══ Voci da elaborare

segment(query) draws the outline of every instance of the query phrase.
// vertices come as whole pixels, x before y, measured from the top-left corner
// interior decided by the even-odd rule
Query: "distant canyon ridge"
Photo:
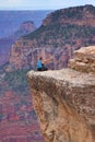
[[[9,61],[12,45],[39,27],[50,11],[0,11],[0,66]]]
[[[57,10],[37,29],[12,45],[7,71],[36,69],[39,56],[52,57],[49,69],[67,68],[74,50],[92,45],[95,45],[95,7]]]

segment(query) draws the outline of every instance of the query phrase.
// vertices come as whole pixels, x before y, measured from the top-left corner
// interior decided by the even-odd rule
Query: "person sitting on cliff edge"
[[[39,57],[37,61],[37,71],[47,71],[48,68],[46,67],[46,63],[50,60],[51,59],[43,60],[43,57]]]

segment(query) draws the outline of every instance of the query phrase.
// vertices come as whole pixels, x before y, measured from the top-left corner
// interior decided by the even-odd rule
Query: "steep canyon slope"
[[[54,57],[48,68],[67,67],[72,52],[95,45],[95,7],[83,5],[57,10],[47,15],[35,32],[15,42],[7,71],[36,68],[39,56]]]
[[[43,135],[46,142],[95,142],[95,46],[75,51],[69,67],[27,73]]]

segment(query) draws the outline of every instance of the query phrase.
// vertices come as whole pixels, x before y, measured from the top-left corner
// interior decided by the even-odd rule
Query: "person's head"
[[[39,57],[39,60],[43,60],[43,57]]]

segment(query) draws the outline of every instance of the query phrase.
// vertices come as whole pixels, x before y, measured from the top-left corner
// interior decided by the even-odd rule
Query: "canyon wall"
[[[95,142],[95,47],[75,55],[68,69],[27,73],[46,142]]]

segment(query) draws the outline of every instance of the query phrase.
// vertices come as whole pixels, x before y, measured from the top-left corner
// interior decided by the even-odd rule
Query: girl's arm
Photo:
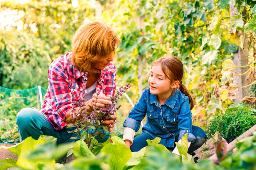
[[[147,111],[147,103],[144,90],[142,95],[139,100],[139,102],[135,104],[132,111],[129,113],[128,117],[124,123],[125,127],[124,131],[123,140],[125,143],[126,146],[129,148],[132,144],[135,132],[139,130],[140,127],[140,122],[145,117]],[[148,92],[148,91],[147,91]]]
[[[193,142],[196,138],[192,134],[192,113],[190,110],[189,102],[187,99],[181,105],[180,114],[178,116],[178,129],[180,130],[178,141],[180,144],[181,138],[186,133],[188,134],[188,148],[189,147],[191,142]],[[172,153],[180,156],[177,147],[176,146]]]

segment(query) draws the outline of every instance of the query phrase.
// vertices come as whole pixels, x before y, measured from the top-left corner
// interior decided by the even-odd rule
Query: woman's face
[[[113,54],[112,54],[109,56],[95,62],[93,64],[93,67],[101,70],[103,70],[113,59]]]

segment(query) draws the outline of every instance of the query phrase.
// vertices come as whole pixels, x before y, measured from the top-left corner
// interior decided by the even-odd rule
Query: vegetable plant
[[[91,151],[98,145],[97,139],[103,138],[104,135],[108,131],[108,127],[102,123],[102,121],[113,119],[110,116],[114,115],[121,106],[120,105],[116,107],[116,102],[123,94],[128,90],[131,86],[129,84],[125,87],[121,86],[115,94],[111,98],[112,104],[106,105],[99,108],[93,108],[90,107],[90,109],[86,109],[85,99],[86,93],[87,74],[86,72],[83,76],[82,90],[79,100],[75,100],[73,98],[72,99],[71,115],[75,123],[69,124],[68,127],[75,128],[71,132],[76,133],[77,137],[72,137],[71,138],[81,139],[84,140],[89,148]],[[96,92],[96,93],[98,95],[99,94],[99,92]],[[97,102],[97,100],[95,102]],[[115,119],[113,120],[113,122],[115,121]],[[110,124],[110,126],[113,125]]]
[[[229,143],[256,123],[255,111],[246,107],[244,104],[236,103],[229,106],[225,114],[210,121],[206,130],[209,139],[218,133],[219,138],[223,137]]]

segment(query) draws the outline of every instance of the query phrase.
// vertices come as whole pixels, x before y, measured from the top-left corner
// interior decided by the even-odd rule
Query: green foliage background
[[[15,24],[11,25],[4,27],[1,21],[0,86],[26,89],[39,85],[47,88],[48,67],[57,57],[70,51],[76,30],[84,22],[100,20],[113,28],[122,40],[114,62],[117,84],[131,84],[128,94],[134,103],[139,97],[139,79],[142,80],[142,88],[146,88],[152,62],[167,55],[177,56],[184,64],[183,81],[196,103],[192,110],[194,124],[204,128],[213,116],[224,113],[232,103],[229,87],[235,68],[233,54],[238,46],[243,47],[245,34],[250,43],[248,63],[255,61],[254,0],[95,2],[79,0],[74,8],[70,0],[31,0],[23,4],[1,1],[3,17],[20,16],[13,18]],[[101,15],[95,14],[97,4],[101,7]],[[230,16],[230,4],[237,9],[235,16]],[[140,19],[143,24],[138,24]],[[142,76],[139,75],[140,67]],[[250,72],[254,72],[254,65],[250,67]],[[255,86],[252,83],[251,89]],[[248,95],[251,94],[249,91]],[[127,101],[120,102],[121,121],[131,107]]]

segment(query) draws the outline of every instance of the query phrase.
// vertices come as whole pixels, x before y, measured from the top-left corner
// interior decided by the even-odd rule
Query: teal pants
[[[38,139],[41,135],[56,138],[57,144],[79,140],[79,139],[71,139],[70,138],[77,137],[77,135],[68,132],[75,128],[64,128],[61,130],[57,130],[43,114],[38,110],[30,108],[23,108],[18,113],[16,123],[20,135],[21,142],[30,136],[35,139]],[[109,136],[108,133],[107,133],[104,135],[104,139],[98,139],[99,142],[105,141]]]

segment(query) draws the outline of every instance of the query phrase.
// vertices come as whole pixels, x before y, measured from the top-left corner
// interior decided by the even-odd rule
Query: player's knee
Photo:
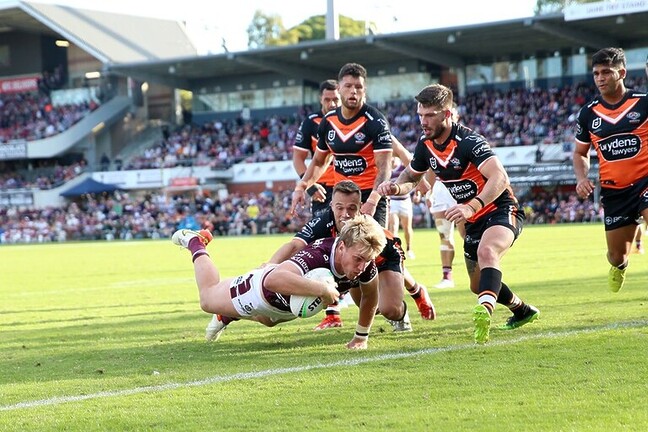
[[[482,243],[477,249],[477,260],[482,268],[490,267],[499,262],[499,252],[492,246]]]
[[[436,226],[437,231],[441,236],[441,239],[449,243],[454,243],[454,238],[452,235],[452,229],[454,224],[452,222],[450,222],[447,219],[436,218],[434,219],[434,225]]]
[[[405,311],[403,310],[403,302],[389,302],[387,304],[381,304],[378,306],[382,316],[389,320],[398,321],[403,318]]]

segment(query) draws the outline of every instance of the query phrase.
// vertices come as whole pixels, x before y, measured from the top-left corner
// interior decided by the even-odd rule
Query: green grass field
[[[223,276],[289,237],[217,238]],[[417,231],[412,274],[440,279],[438,236]],[[457,288],[430,288],[438,318],[393,333],[378,316],[367,351],[320,316],[231,325],[203,340],[191,259],[169,240],[0,247],[0,430],[645,431],[648,257],[607,289],[601,225],[532,226],[504,279],[541,310],[472,342],[463,258]],[[508,311],[498,307],[494,326]]]

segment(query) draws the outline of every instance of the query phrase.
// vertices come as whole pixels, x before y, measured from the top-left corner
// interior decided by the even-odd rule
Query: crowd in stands
[[[300,118],[273,116],[258,124],[240,119],[187,125],[131,159],[124,169],[168,168],[178,165],[226,169],[240,162],[292,159]]]
[[[645,78],[628,79],[630,88],[645,88]],[[486,136],[493,146],[571,143],[578,110],[595,88],[574,84],[550,89],[488,90],[458,98],[462,123]],[[413,101],[381,104],[392,133],[413,150],[421,133]],[[257,124],[241,119],[215,120],[171,132],[128,162],[124,169],[176,165],[227,168],[240,162],[291,160],[303,115],[273,116]]]
[[[168,238],[176,229],[208,228],[214,235],[293,233],[310,219],[307,210],[289,215],[291,190],[279,193],[131,196],[115,192],[86,196],[60,208],[0,208],[0,244],[69,240]],[[521,199],[528,224],[600,221],[597,206],[575,193],[537,192]],[[423,202],[414,205],[414,227],[432,222]]]
[[[221,236],[296,232],[310,214],[288,215],[291,194],[187,198],[116,192],[86,196],[64,207],[0,207],[0,243],[157,239],[170,237],[176,229],[202,227]]]
[[[59,164],[56,160],[39,160],[30,169],[17,170],[11,161],[0,161],[0,190],[3,189],[51,189],[83,173],[87,168],[85,159],[71,164]]]
[[[0,94],[0,144],[49,138],[97,108],[94,101],[54,106],[44,93]]]
[[[630,88],[645,88],[643,78],[628,80]],[[548,90],[483,91],[459,99],[462,122],[488,137],[494,146],[573,141],[573,124],[580,107],[594,89],[577,84]],[[92,106],[54,108],[37,95],[0,95],[0,142],[37,139],[58,133],[78,121]],[[411,102],[380,106],[392,132],[410,149],[420,133]],[[209,165],[227,168],[238,162],[290,160],[301,118],[274,116],[259,123],[237,119],[187,125],[127,161],[124,169]],[[70,123],[72,122],[72,123]],[[67,126],[66,126],[67,125]],[[56,131],[56,132],[53,132]],[[0,189],[50,188],[78,175],[85,162],[55,166],[53,174],[25,179],[0,166]],[[138,198],[117,193],[75,201],[63,208],[0,208],[0,242],[80,239],[139,239],[168,237],[178,227],[209,226],[216,235],[294,232],[308,220],[287,215],[290,191],[259,195],[230,195],[218,199],[199,196],[167,199],[163,195]],[[598,205],[575,194],[536,193],[521,199],[528,223],[572,223],[600,220]],[[415,226],[430,226],[424,204],[414,208]]]
[[[645,89],[646,79],[629,78],[627,84],[630,88]],[[570,147],[573,142],[576,114],[594,94],[595,89],[592,86],[574,84],[551,89],[474,92],[459,98],[458,103],[461,121],[488,137],[493,146],[563,143]],[[3,99],[6,101],[3,102]],[[69,127],[70,121],[78,121],[87,112],[86,109],[94,108],[96,106],[78,106],[71,109],[61,107],[63,118],[67,120],[48,123],[48,112],[58,109],[48,105],[45,96],[0,96],[0,113],[22,110],[23,119],[28,120],[23,122],[22,127],[6,128],[5,124],[10,124],[12,117],[0,115],[0,141],[6,140],[7,134],[15,137],[26,133],[33,136],[58,133]],[[413,150],[420,134],[415,104],[411,101],[391,102],[379,108],[387,116],[392,133]],[[132,170],[180,165],[224,169],[240,162],[291,160],[297,129],[306,114],[307,112],[297,112],[292,117],[272,116],[259,122],[238,118],[231,121],[215,120],[203,125],[186,125],[178,130],[168,131],[160,142],[144,149],[141,154],[125,164],[120,161],[118,168]],[[35,126],[34,123],[40,126]],[[117,168],[117,164],[115,167]],[[106,168],[102,164],[96,169]],[[0,188],[8,188],[15,183],[25,184],[19,178],[11,181],[7,177],[10,175],[5,173]],[[20,177],[20,173],[13,177]],[[27,187],[42,188],[50,185],[48,182],[43,185],[35,182],[29,183]]]

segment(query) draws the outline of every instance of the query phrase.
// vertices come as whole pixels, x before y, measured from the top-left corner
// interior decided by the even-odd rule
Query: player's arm
[[[374,152],[374,162],[376,168],[378,168],[378,172],[376,174],[376,180],[374,181],[373,190],[369,194],[367,201],[362,205],[362,208],[360,208],[360,211],[364,214],[373,215],[376,211],[376,205],[383,196],[378,192],[378,187],[380,187],[382,183],[388,181],[391,177],[392,154],[393,152],[391,149]]]
[[[305,193],[308,188],[313,186],[317,180],[324,174],[326,167],[331,163],[333,154],[327,152],[326,150],[320,150],[319,148],[315,151],[311,163],[308,164],[308,168],[304,173],[304,176],[301,180],[295,185],[295,190],[292,194],[292,204],[290,207],[290,213],[295,214],[297,206],[304,205],[306,202]]]
[[[340,297],[335,284],[326,284],[306,279],[301,269],[291,261],[284,261],[269,272],[263,286],[267,290],[283,295],[321,297],[324,304],[335,303]]]
[[[573,165],[576,175],[576,193],[581,198],[587,198],[594,192],[594,183],[587,178],[590,169],[590,144],[576,141],[574,145]]]
[[[304,176],[308,168],[306,166],[306,159],[308,159],[308,150],[293,146],[293,167],[300,178]]]
[[[358,288],[354,288],[358,289]],[[367,283],[360,284],[360,304],[358,305],[358,324],[351,341],[347,344],[349,349],[366,349],[369,340],[369,331],[373,324],[376,309],[378,309],[378,276]]]
[[[412,153],[394,135],[392,135],[392,151],[403,165],[409,165],[412,160]]]
[[[479,172],[486,178],[484,187],[475,198],[446,210],[445,216],[450,222],[458,224],[468,220],[482,208],[495,201],[510,185],[504,166],[495,156],[484,161],[479,166]]]
[[[477,201],[475,204],[478,210],[495,201],[511,184],[502,162],[497,157],[492,157],[481,164],[479,172],[486,177],[486,183],[477,194],[478,199],[473,198],[469,201],[470,203]]]
[[[270,257],[268,264],[280,264],[306,247],[306,242],[299,237],[293,237],[288,243],[283,244]]]

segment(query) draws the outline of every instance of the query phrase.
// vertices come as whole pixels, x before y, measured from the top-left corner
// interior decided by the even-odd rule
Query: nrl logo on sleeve
[[[626,117],[628,117],[630,123],[638,123],[641,120],[641,114],[637,111],[630,111]]]
[[[473,147],[473,155],[475,155],[475,157],[481,156],[484,153],[488,153],[489,151],[491,151],[490,146],[485,141],[482,141],[481,144]]]

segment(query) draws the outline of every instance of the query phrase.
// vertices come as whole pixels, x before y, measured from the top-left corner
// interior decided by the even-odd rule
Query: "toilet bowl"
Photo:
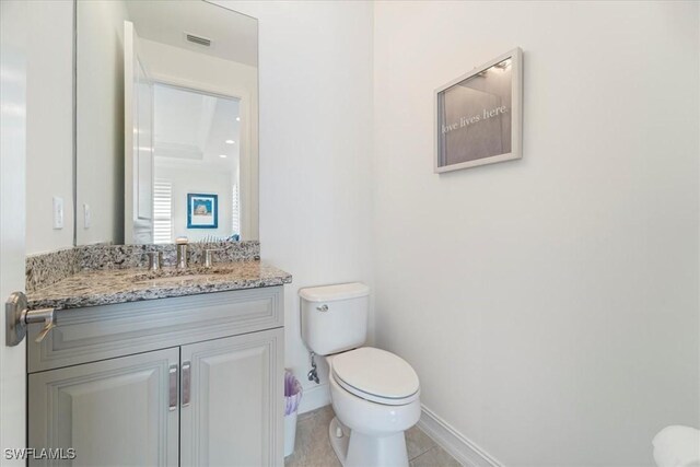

════

◆ Cosa fare
Ricopia senza modifiche tutto ciò che va dall'inizio delle voci fino alla riga che contiene "[[[39,57],[39,60],[43,60],[43,57]]]", entrambe comprese. Nella risposta ometti le immagini.

◆ Risposta
segment(query) draws the outline of every instance of the query phrase.
// vertices come as whole pixels, x before y, measured from the top-left corner
// interior decided by the even-odd rule
Query: "distant canyon ridge"
Photo:
[[[9,61],[12,45],[39,27],[50,11],[0,11],[0,66]]]
[[[57,10],[37,29],[12,45],[7,71],[36,69],[39,56],[52,57],[49,69],[67,68],[74,50],[92,45],[95,45],[95,7]]]

segment(query) draws the outline of every instance of the query phrase.
// vertices come as whole pixels, x before y, measured from the top-left corner
// interior decided by the even-odd rule
Query: "person sitting on cliff edge"
[[[39,57],[37,61],[37,71],[47,71],[48,68],[46,67],[46,63],[50,60],[51,59],[43,60],[43,57]]]

segment(query) draws the outline of every instance of the query phrase.
// vertices come as whole pixels, x before y, measured from the top-left corner
// interior decided by the even-odd rule
Query: "steep canyon slope"
[[[54,57],[48,68],[67,67],[72,52],[95,45],[95,7],[83,5],[57,10],[47,15],[35,32],[15,42],[7,71],[36,68],[39,56]]]
[[[43,135],[46,142],[95,142],[95,46],[75,51],[69,67],[27,73]]]

segment(query) draws the outline of every instance of the query phrase.
// vertices come as whole pixels, x before y, measured from the top-left corner
// interior decided by the even-odd rule
Query: "person's head"
[[[39,57],[39,60],[43,60],[43,57]]]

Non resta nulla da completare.